TEXTO EXTRAÍDO:
****************

En cierto momento, el más simpático y atrevido se acercó y me hizo
cosquillas en la planta del pie; salieron en desbandada riendo. Me
encantan estos niños desinhibidos y juguetones. Hablé un rato por
teléfono con Ramón y después cubrí la parte última del recorrido
de hoy llegando a Navarclés. Allí me esperaba un agradable prado
junto al río, amén de una cómoda mesa donde cené y me dediqué a
terminar con mis deberes de hoy. El rumor del agua llena el ambiente
con su sonajero; un ruiseñor acompaña la música del río.
1 comentario:
Otra semana y el caminante nos sigue deleitando con sus hermosos y sentidos relatos con sus rojas amapolas y sus tiernos sentimientos.Gracias amigo por todo.

****************

LOS DATOS:

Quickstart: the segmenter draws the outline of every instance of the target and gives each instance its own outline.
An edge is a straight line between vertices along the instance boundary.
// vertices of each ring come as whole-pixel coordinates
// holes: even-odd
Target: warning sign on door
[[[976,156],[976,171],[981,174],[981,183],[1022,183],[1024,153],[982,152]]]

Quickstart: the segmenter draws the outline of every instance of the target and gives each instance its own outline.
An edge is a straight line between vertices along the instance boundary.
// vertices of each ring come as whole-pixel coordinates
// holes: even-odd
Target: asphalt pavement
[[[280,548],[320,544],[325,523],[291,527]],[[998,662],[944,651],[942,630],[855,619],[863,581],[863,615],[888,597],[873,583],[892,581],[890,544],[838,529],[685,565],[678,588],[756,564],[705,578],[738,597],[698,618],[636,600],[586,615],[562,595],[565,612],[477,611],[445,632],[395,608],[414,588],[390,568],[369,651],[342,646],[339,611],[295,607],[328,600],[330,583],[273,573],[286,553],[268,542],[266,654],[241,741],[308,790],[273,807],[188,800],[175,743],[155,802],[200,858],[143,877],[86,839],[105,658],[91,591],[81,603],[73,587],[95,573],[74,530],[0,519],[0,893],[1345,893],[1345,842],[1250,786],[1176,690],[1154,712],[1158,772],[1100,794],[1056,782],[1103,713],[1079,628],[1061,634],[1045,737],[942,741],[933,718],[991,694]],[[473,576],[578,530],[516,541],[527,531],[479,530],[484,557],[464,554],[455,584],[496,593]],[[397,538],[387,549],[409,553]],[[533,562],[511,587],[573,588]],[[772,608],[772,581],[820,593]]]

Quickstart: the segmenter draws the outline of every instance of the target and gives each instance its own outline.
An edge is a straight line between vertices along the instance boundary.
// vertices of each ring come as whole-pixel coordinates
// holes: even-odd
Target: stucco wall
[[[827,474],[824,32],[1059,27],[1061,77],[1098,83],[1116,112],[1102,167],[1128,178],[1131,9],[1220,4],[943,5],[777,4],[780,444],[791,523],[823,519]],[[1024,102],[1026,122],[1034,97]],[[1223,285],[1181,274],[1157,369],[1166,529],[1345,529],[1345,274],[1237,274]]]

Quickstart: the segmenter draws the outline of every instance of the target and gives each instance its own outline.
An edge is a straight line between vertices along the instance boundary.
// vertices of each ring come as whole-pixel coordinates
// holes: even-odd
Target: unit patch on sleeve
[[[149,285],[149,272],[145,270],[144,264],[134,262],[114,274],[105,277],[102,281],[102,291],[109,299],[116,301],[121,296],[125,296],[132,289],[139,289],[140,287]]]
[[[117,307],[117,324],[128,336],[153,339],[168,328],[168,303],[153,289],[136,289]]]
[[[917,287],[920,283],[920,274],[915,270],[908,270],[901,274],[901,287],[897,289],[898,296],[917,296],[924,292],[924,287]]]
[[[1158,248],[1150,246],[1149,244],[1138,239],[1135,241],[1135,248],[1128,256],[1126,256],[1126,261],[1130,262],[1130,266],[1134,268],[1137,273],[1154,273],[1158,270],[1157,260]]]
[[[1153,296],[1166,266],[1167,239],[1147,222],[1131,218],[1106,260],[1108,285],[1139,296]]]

****************

INSTRUCCIÓN DE TRABAJO: Transcribe, por favor, el pasaje del texto extraído que empieza con "En cierto momento, el" y sigue hasta "amigo por todo.".

RESPUESTA:
En cierto momento, el más simpático y atrevido se acercó y me hizo
cosquillas en la planta del pie; salieron en desbandada riendo. Me
encantan estos niños desinhibidos y juguetones. Hablé un rato por
teléfono con Ramón y después cubrí la parte última del recorrido
de hoy llegando a Navarclés. Allí me esperaba un agradable prado
junto al río, amén de una cómoda mesa donde cené y me dediqué a
terminar con mis deberes de hoy. El rumor del agua llena el ambiente
con su sonajero; un ruiseñor acompaña la música del río.
1 comentario:
Otra semana y el caminante nos sigue deleitando con sus hermosos y sentidos relatos con sus rojas amapolas y sus tiernos sentimientos.Gracias amigo por todo.